▶ [Given passage]
──────
Posted by Cookie, a resident of another community
on Sep 18, 2009 at 7:16 pm

I just wanted to say that my heart breaks for Chelsea's family or any family that has to watch their child endure such a disease as Lafora. Everytime you complain about the hardships that you have as a parent, take a step back and think just how lucky you really are.
I am a very close friend to Barb and I know that she and her two daughters have made a difference in Chelsea's life. It just takes one person to step up and do something. Barb has the intelligence, the warmth, the empathy and the love to make a difference! Hooray for Barb!


Posted by Evelyn Gross, a resident of another community
on Sep 20, 2009 at 8:53 am

I am Barb's mom. Every summer I go out to visit Barb and I think it was about 3 or 4 years ago when I got to meet Chelsea, and I am in love with her. She is precious, and my 2 granddaughters love her completly and Chelsea's eyes light up the minute she sees them because they try to do what she wants them to do. They are away now attending college but they are close to home and they try to see her when they are home. My heart goes out to Linda and Howard, they are so loving and adoring to Chelsea. This is the first summer that I did not come to California and I miss the visit with Chelsea. Just tell Chelsea that Alyssa and Danielle's nana says hi and I love her.
──────
▶ [Recorded information]
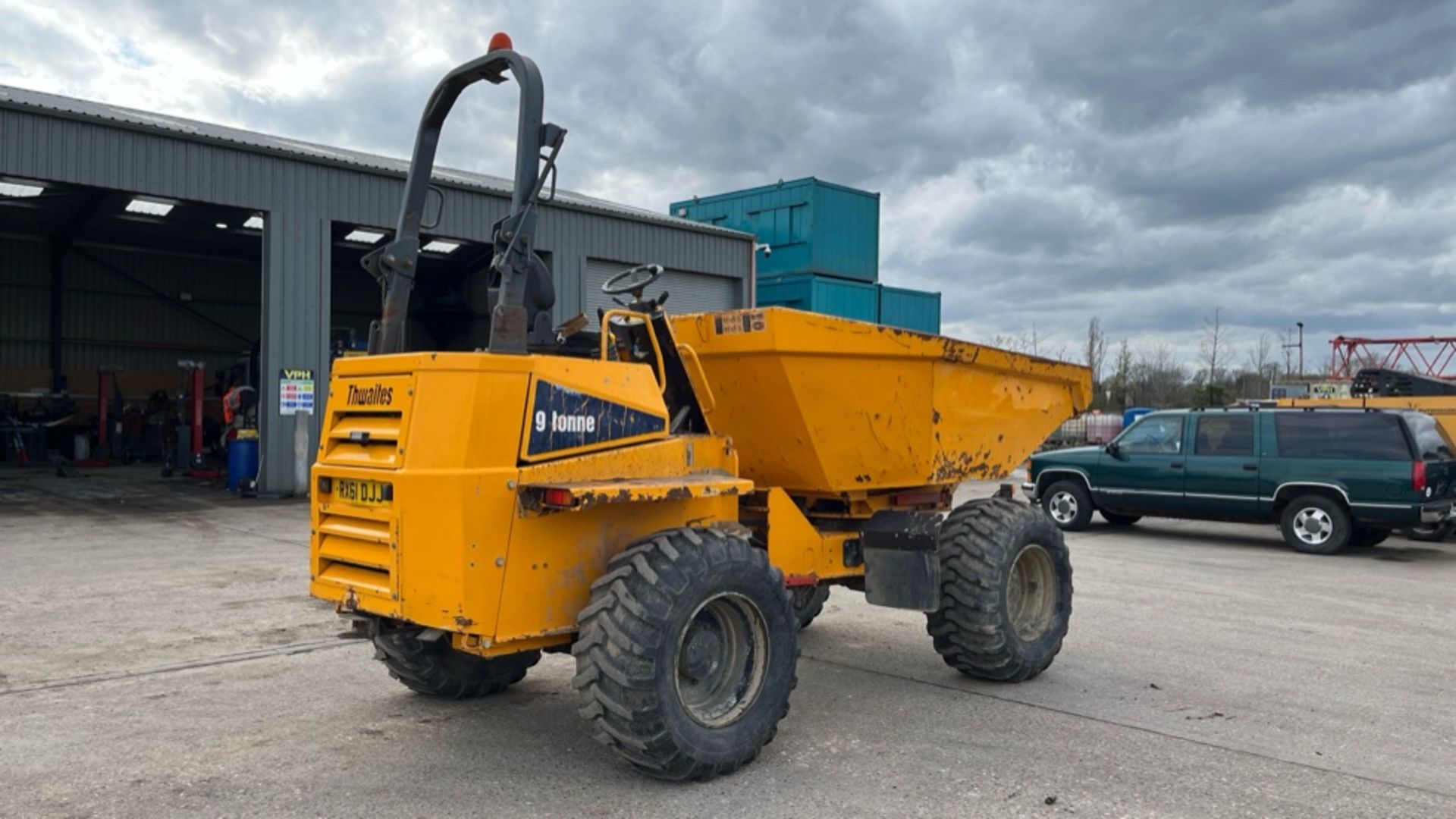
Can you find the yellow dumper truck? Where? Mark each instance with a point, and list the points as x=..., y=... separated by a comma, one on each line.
x=670, y=499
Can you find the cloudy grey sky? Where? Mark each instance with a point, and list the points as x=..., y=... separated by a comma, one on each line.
x=1038, y=162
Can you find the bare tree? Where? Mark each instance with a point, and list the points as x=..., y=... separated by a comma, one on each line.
x=1120, y=390
x=1159, y=378
x=1261, y=362
x=1095, y=352
x=1213, y=346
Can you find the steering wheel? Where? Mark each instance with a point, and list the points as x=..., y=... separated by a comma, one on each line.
x=634, y=280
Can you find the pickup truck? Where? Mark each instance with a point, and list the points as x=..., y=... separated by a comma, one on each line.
x=1329, y=477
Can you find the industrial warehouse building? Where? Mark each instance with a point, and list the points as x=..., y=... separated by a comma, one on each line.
x=137, y=241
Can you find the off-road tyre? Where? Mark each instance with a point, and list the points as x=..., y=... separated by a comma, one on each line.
x=1069, y=504
x=1366, y=537
x=808, y=602
x=976, y=630
x=637, y=651
x=436, y=670
x=1293, y=521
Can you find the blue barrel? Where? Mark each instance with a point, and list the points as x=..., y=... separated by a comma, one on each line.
x=242, y=460
x=1134, y=413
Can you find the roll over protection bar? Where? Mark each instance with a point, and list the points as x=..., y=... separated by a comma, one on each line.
x=394, y=264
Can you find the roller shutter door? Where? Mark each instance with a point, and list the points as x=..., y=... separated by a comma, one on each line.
x=688, y=292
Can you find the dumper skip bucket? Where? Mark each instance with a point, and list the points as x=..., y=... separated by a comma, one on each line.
x=820, y=404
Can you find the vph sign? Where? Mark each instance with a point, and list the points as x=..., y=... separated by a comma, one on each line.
x=294, y=392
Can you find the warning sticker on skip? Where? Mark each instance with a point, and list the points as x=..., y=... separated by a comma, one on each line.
x=742, y=321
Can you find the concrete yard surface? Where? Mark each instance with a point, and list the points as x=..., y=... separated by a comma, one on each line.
x=162, y=657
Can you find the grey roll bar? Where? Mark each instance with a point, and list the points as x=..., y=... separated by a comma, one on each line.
x=394, y=265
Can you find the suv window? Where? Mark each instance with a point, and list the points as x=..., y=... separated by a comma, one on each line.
x=1430, y=438
x=1372, y=436
x=1152, y=435
x=1225, y=435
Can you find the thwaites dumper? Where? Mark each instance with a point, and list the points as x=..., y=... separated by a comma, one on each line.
x=670, y=499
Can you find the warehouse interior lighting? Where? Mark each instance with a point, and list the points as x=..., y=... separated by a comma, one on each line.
x=18, y=190
x=441, y=246
x=149, y=207
x=364, y=237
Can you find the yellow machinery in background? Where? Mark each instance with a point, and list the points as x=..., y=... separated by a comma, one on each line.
x=670, y=499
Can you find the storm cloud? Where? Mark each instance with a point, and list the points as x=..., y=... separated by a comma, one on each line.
x=1038, y=162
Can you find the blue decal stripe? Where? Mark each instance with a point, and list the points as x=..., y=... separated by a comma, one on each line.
x=568, y=419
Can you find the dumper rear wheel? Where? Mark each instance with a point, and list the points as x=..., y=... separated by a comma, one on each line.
x=433, y=668
x=1005, y=591
x=808, y=602
x=686, y=653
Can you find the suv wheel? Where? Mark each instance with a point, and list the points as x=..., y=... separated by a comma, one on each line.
x=1315, y=525
x=1069, y=504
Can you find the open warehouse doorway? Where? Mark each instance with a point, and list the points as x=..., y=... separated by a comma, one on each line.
x=124, y=321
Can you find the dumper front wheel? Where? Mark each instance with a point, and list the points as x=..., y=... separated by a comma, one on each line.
x=433, y=668
x=686, y=653
x=1005, y=591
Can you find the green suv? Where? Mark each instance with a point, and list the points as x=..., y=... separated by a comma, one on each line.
x=1329, y=477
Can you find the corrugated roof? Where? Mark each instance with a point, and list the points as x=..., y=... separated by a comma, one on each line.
x=253, y=140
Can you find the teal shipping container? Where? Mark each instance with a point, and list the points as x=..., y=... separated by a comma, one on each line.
x=821, y=295
x=910, y=309
x=810, y=224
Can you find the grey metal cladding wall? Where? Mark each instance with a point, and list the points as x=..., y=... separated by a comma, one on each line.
x=300, y=199
x=24, y=303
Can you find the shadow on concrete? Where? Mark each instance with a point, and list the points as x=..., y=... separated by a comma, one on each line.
x=1395, y=550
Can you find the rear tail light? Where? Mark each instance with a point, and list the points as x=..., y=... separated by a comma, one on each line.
x=558, y=497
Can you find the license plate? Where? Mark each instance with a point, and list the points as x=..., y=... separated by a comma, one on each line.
x=363, y=493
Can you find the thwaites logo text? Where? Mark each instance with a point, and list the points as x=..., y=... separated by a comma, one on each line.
x=378, y=395
x=565, y=419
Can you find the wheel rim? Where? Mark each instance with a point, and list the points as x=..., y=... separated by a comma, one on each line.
x=723, y=657
x=1063, y=507
x=1313, y=525
x=1031, y=594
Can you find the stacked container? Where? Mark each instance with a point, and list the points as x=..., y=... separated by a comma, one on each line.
x=823, y=251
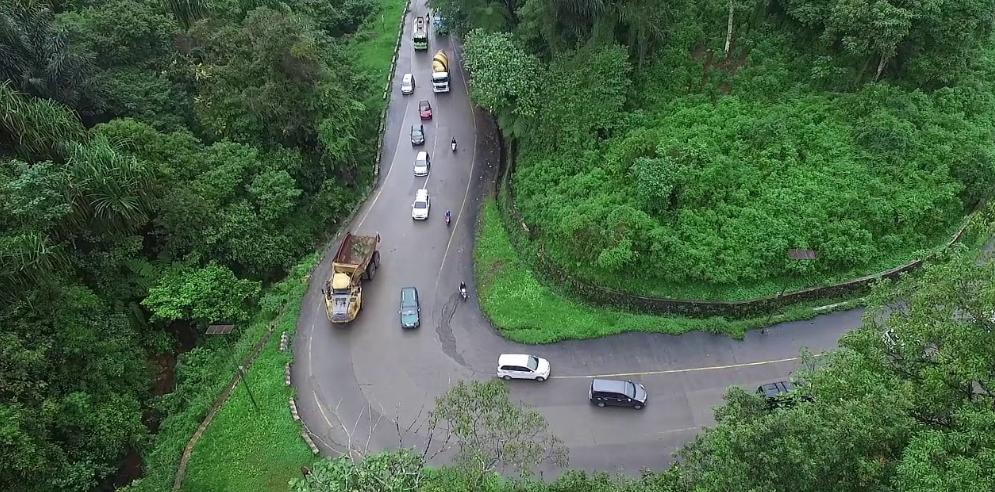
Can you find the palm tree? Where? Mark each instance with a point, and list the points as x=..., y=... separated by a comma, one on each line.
x=36, y=57
x=109, y=190
x=36, y=129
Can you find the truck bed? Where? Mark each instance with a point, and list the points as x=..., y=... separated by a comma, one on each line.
x=356, y=250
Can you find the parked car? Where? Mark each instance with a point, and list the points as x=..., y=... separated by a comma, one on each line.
x=410, y=309
x=780, y=393
x=422, y=164
x=408, y=84
x=617, y=393
x=522, y=366
x=417, y=134
x=771, y=391
x=419, y=209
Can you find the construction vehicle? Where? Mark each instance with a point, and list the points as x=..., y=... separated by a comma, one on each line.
x=420, y=37
x=440, y=25
x=356, y=259
x=440, y=72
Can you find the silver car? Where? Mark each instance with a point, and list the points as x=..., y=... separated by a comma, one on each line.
x=422, y=164
x=419, y=209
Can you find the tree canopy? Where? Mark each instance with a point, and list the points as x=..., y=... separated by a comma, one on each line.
x=159, y=163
──────
▶ [Tasks to complete]
1. According to the comments, what disease does Chelsea have?
2. In the comments, reproduce the stretch from "I just wanted" through "Hooray for Barb!".

▶ [Completed exercise]
1. Lafora

2.
I just wanted to say that my heart breaks for Chelsea's family or any family that has to watch their child endure such a disease as Lafora. Everytime you complain about the hardships that you have as a parent, take a step back and think just how lucky you really are.
I am a very close friend to Barb and I know that she and her two daughters have made a difference in Chelsea's life. It just takes one person to step up and do something. Barb has the intelligence, the warmth, the empathy and the love to make a difference! Hooray for Barb!